- [Given data]
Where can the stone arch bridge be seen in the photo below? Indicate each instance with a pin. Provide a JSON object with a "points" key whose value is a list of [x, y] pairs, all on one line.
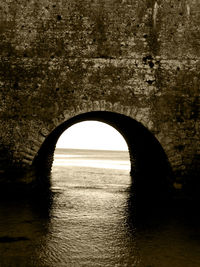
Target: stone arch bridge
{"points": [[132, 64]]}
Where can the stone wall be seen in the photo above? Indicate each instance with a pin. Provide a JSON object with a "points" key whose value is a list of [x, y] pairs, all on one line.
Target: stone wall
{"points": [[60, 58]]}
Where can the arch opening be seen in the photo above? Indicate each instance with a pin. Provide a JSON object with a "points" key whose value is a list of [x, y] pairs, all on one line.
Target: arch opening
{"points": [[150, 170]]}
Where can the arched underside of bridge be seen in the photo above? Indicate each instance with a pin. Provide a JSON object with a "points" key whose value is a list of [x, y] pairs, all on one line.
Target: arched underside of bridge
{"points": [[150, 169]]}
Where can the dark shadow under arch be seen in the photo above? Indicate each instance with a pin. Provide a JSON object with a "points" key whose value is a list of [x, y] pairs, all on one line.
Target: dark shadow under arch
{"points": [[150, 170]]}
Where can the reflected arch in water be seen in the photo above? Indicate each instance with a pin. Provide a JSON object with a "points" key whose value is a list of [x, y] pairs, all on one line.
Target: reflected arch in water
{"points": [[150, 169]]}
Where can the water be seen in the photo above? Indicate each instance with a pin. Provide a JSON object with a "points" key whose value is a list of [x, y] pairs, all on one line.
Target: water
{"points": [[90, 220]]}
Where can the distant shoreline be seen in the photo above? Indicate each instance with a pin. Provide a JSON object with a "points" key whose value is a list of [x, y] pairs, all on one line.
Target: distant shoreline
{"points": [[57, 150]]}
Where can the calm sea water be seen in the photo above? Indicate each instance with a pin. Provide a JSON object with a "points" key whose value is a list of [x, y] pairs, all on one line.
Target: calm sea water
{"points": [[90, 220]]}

- [Aim of the task]
Give the material above as a Markdown table with two columns, Row and Line, placing each line in its own row numbered in sequence. Leave out blank lines and the pictures.

- [Expected answer]
| Row | Line |
|---|---|
| 1 | Where can the stone arch bridge be seen in the photo below? Indicate each instance with a pin. Provide a JSON object with a "points" key whose value is a list of [x, y] pairs, all on one line. |
| 2 | Target: stone arch bridge |
| 3 | {"points": [[132, 64]]} |
| 4 | Where can the stone wall be seen in the photo above? Indicate each instance with a pin. Provide a JSON object with a "points" key whose value is a list of [x, y] pairs, all on one line. |
| 5 | Target: stone wall |
| 6 | {"points": [[60, 58]]} |
| 7 | Where can the arch opening be seen in the photo above? Indicate each instance with a pin. Provide a JSON object with a "points" key whose value is a list of [x, y] pairs, all on one line. |
| 8 | Target: arch opening |
| 9 | {"points": [[150, 170]]} |
| 10 | Where can the arched underside of bridge be seen in the photo above? Indicate each instance with a pin. Provide a JSON object with a "points" key whose value is a list of [x, y] pairs, all on one line. |
| 11 | Target: arched underside of bridge |
| 12 | {"points": [[150, 169]]} |
| 13 | Where can the dark shadow under arch be seen in the photo above? Indicate each instance with a pin. Provide a JSON object with a "points" key whose value is a list of [x, y] pairs, all on one line. |
| 14 | Target: dark shadow under arch |
| 15 | {"points": [[150, 170]]} |
| 16 | Where can the reflected arch in water be seen in the photo above? Indicate each instance with a pin. Provide a JSON object with a "points" key whose value is a list of [x, y] pairs, all on one line. |
| 17 | Target: reflected arch in water |
| 18 | {"points": [[150, 169]]} |
| 19 | Where can the water be seen in the photo above? Indicate each instance with a pin. Provide a JSON object with a "points" key whose value is a list of [x, y] pairs, all on one line. |
| 20 | Target: water |
| 21 | {"points": [[90, 220]]} |
| 22 | Where can the distant shoreline be seen in the photo above? Indicate each instance with a pin. Provide a JSON object with a "points" key whose value is a list of [x, y] pairs, all on one line. |
| 23 | Target: distant shoreline |
| 24 | {"points": [[57, 150]]} |
| 25 | Where can the calm sea water be seen in the photo above? Indicate each instance with a pin. Provide a JSON object with a "points" key whose value is a list of [x, y] pairs, all on one line. |
| 26 | Target: calm sea water |
| 27 | {"points": [[90, 220]]} |